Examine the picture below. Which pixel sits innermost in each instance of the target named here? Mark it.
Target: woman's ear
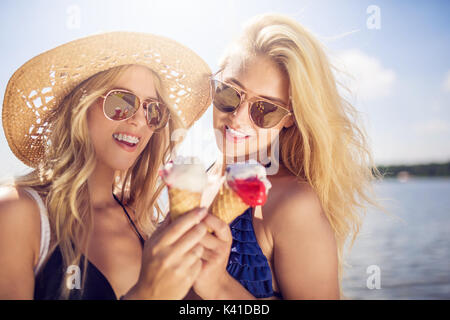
(289, 121)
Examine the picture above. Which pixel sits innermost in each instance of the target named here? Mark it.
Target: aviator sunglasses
(262, 112)
(121, 104)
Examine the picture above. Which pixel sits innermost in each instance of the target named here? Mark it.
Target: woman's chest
(265, 242)
(116, 252)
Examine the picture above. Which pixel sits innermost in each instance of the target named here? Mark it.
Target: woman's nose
(241, 113)
(139, 118)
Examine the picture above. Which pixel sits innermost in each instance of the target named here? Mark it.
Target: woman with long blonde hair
(276, 94)
(93, 118)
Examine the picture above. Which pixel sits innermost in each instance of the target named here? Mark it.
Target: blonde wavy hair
(327, 146)
(61, 179)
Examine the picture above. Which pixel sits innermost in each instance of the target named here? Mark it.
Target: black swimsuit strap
(141, 239)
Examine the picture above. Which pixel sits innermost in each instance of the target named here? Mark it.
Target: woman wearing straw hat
(93, 118)
(276, 86)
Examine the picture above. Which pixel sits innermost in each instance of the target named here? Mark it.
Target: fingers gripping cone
(181, 201)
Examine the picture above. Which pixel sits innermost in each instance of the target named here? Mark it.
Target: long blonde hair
(327, 147)
(61, 179)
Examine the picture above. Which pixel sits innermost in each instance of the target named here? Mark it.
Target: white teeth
(236, 133)
(124, 137)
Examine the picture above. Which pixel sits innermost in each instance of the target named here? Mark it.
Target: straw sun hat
(42, 83)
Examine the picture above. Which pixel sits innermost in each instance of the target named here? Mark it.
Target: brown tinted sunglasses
(121, 104)
(262, 112)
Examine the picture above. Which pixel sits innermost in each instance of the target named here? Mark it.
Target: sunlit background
(398, 55)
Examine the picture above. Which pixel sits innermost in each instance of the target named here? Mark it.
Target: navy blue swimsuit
(247, 263)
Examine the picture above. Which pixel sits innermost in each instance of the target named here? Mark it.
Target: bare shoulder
(16, 201)
(19, 243)
(19, 217)
(295, 205)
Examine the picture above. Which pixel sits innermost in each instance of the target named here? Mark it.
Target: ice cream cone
(228, 205)
(182, 201)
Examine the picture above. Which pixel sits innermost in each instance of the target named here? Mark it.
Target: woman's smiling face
(236, 134)
(104, 133)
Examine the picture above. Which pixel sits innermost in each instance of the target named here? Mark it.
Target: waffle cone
(181, 201)
(228, 205)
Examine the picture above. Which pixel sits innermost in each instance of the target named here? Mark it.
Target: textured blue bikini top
(247, 263)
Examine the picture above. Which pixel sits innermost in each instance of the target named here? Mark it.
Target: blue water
(411, 246)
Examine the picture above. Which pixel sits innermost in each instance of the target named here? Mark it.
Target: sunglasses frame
(141, 103)
(250, 101)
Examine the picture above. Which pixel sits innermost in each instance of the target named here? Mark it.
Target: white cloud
(434, 126)
(446, 84)
(369, 80)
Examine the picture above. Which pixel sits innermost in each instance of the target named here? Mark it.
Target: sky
(396, 55)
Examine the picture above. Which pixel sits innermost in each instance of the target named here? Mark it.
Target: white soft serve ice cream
(185, 174)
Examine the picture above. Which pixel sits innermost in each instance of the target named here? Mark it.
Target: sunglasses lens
(226, 99)
(120, 105)
(265, 114)
(157, 115)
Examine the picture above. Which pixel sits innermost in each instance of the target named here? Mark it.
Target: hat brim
(41, 84)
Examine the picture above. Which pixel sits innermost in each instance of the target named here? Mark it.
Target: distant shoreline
(418, 170)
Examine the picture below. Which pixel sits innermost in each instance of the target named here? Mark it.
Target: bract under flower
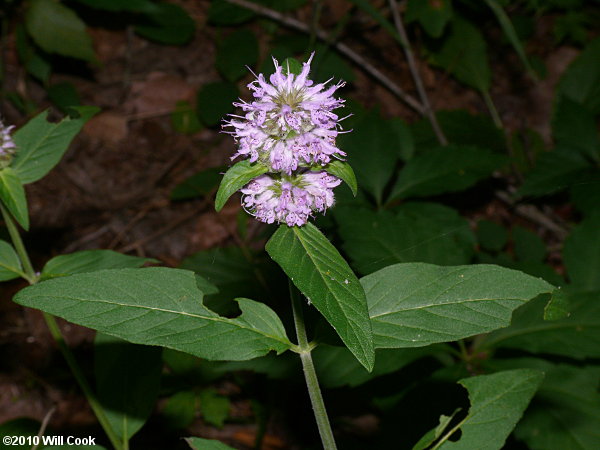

The task => Only the pictures are to be left out; copy all the remaining material above exactly.

Answer section =>
Examine the picture below. Which pixel sits innermost in each instance of the target named here? Mark it.
Target: woman's ear
(289, 121)
Examine the picture above. Which pixel sits innermost in each instance of the target named here? Mark it.
Target: aviator sunglasses
(262, 112)
(121, 104)
Examine the picture above. Which pixel sits innermost in each instance of the target named here? Mark it.
Target: woman's chest
(265, 242)
(116, 252)
Examine the picture above. Which pixel sits innermost in each instance of the target named here? Mark it.
Target: woman's nose
(241, 113)
(139, 118)
Examine the picture above. Which pixel sits innermost in each instance of the target named here? Mark it.
Target: woman with long blonde hair
(276, 94)
(93, 118)
Examine the picture above. Which pixel sits innermost in each instance of the target named here? Mark it.
Target: blonde wavy hair
(327, 146)
(61, 179)
Examine the picture above. Which pixel sits innermost in each instance of the target named here? Mark it.
Target: black swimsuit strap
(141, 239)
Examine the picture above. Which pixel sits innermost in each instance of the target named here? Mark it.
Target: woman wearing straw hat
(93, 118)
(276, 86)
Examine the picture above. Which pixel sits innermost in each instance of the target named here? Mark it.
Target: fingers gripping cone
(181, 201)
Examine the picture above. Which pixel sits innermost in each instance of the target named here? Mark it.
Target: long blonde hair
(327, 147)
(61, 179)
Examine the picture above. Which pixel sits innermost in each instance of the target named here? Mark it.
Target: white teeth
(236, 133)
(124, 137)
Examine the picture above. Which pixel sits innermost in each instance of the target named here? Mark it.
Target: straw sun hat
(42, 83)
Examine the picture above. Which pixel sits innermost in each instance of the target named here? Mark it.
Target: brown tinted sunglasses
(121, 104)
(262, 112)
Examine the picture above. Which pixel sits innermost in each instance of the target named here? Mark it.
Target: sunlit background
(398, 55)
Examine the picture above. Which pixel sits innermost in each instance of the target named here? Mark it.
Target: navy blue swimsuit
(247, 263)
Examine the picture above. Which pixel sits innermost in each instance of the target named here? Mark it.
Target: bare shoulder
(16, 201)
(19, 243)
(19, 217)
(295, 205)
Examine the picture above. Which pixel sits innermost in each instance of the target named here? Mark it.
Target: ice cream cone
(228, 205)
(182, 201)
Examine the picture above. Which pixel sits innermost in each instance of the target named here? Mark it.
Target: woman's smiling face
(236, 134)
(104, 133)
Examine the picture above. Which pixel sits innermost in each instance of the target named here? Mark it.
Target: waffle cone
(181, 201)
(228, 205)
Examine the picture above. Which pixel sits innermost in each instance of the target named here? Mark it.
Target: textured blue bikini top
(247, 263)
Examine the picture above. Which pixel sits innermost in each instance of the target named here? Mark it.
Target: blue water
(411, 246)
Examine the picture above. Which pixel sits innermost in each instance of the target named here? Mark it.
Target: sunglasses frame
(141, 103)
(250, 101)
Examine the picture above. Which pixel sits innermost in each instance of the target named here? Mark it.
Target: white cloud
(434, 126)
(446, 84)
(369, 80)
Examine the picture above. Which pixel sits innermost in each instance of the target named here? Mark it.
Target: sky
(396, 55)
Examine the picture above. Which pixel sits innermost in each instance of the target named here? Mark it.
Target: white soft serve ice cream
(185, 174)
Examine the picture above. Which pixel sits innermost in each instance of the target named here? Mark it.
Target: sunglasses lens
(226, 99)
(120, 105)
(265, 114)
(157, 115)
Examine the picture above. Which pixel sits innermost in each instance of the target named here? Mark it.
Target: hat brim
(41, 84)
Examine the picture above. Which pixel sits innermost in each instance of the target named here? Mark it.
Target: distant shoreline
(418, 170)
Examine the picture below. Which pixel sits innermost in each instance of the target named here? Mark it.
Target: bract under flower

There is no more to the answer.